▶ **Description of the task**
Starting at the top of the data and ending at the line that contains "x=598 y=338", swap "convertible sports car" for "open two-seat roadster" and leave everything else unchanged. Give back only those lines.

▶ **Data in this exercise**
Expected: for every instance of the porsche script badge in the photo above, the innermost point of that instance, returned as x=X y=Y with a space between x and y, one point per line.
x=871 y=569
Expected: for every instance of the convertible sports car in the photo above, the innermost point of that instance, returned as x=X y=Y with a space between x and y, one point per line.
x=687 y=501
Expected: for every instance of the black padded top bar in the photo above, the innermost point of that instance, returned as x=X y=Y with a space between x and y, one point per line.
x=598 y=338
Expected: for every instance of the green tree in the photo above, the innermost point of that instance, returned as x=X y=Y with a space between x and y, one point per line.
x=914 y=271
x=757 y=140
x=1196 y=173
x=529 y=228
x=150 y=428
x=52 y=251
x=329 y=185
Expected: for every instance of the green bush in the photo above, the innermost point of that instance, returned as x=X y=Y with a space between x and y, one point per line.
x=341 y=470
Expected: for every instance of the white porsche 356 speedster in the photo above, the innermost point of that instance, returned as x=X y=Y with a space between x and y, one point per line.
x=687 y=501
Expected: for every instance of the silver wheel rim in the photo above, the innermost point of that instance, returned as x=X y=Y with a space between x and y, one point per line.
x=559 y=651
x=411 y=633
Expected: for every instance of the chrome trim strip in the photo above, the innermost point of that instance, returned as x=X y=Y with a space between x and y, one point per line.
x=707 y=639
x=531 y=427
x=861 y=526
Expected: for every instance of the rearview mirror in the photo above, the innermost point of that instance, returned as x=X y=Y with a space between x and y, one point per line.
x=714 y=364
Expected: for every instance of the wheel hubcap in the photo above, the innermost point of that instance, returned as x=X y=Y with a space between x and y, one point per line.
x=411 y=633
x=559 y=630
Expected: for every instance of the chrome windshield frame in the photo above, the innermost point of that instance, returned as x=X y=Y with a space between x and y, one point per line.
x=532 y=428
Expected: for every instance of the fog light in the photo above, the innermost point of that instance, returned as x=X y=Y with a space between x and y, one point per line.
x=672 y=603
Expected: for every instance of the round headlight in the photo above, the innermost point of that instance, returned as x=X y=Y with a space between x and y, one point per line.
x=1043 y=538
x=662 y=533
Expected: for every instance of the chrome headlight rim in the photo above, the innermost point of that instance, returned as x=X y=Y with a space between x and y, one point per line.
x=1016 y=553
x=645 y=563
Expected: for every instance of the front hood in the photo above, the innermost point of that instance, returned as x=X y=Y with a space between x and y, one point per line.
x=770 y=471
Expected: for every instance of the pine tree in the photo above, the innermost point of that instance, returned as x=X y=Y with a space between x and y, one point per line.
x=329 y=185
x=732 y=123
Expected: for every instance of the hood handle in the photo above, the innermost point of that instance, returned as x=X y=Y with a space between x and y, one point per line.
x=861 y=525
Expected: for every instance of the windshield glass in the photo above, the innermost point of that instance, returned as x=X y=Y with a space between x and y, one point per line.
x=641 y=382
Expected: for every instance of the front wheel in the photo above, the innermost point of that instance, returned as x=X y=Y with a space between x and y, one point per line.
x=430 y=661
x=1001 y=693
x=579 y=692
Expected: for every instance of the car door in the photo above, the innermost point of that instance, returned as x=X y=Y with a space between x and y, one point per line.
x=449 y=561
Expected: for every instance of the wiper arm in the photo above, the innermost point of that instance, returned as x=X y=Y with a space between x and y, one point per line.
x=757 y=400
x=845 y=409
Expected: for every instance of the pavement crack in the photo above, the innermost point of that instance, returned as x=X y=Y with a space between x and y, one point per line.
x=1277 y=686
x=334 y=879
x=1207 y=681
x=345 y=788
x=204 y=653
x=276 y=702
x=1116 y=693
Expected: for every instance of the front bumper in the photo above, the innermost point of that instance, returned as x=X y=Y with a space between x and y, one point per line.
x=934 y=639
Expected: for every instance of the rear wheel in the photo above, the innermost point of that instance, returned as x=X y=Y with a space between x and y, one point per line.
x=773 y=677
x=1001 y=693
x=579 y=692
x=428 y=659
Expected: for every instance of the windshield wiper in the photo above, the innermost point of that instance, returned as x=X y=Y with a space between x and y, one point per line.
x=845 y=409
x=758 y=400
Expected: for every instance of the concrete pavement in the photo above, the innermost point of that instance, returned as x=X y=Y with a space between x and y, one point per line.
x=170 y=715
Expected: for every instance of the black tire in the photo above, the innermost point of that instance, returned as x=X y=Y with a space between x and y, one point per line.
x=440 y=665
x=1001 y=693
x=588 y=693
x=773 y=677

▶ **Result of this exercise**
Expected: for every instance of the porsche script badge in the photo above, the innermost point of that instance, returned as x=X y=Y with a space between x and y, one point per line.
x=871 y=569
Expected: for every instance of the open two-seat roadster in the photo above, the innermost point of that instance, returned as x=X y=Y with a space between x and y, one point per line.
x=687 y=501
Expected: for every instance of the black padded top bar in the photo above, the innermost point of that instance, returned as x=X y=Y with a space between x and y, one point per line.
x=598 y=338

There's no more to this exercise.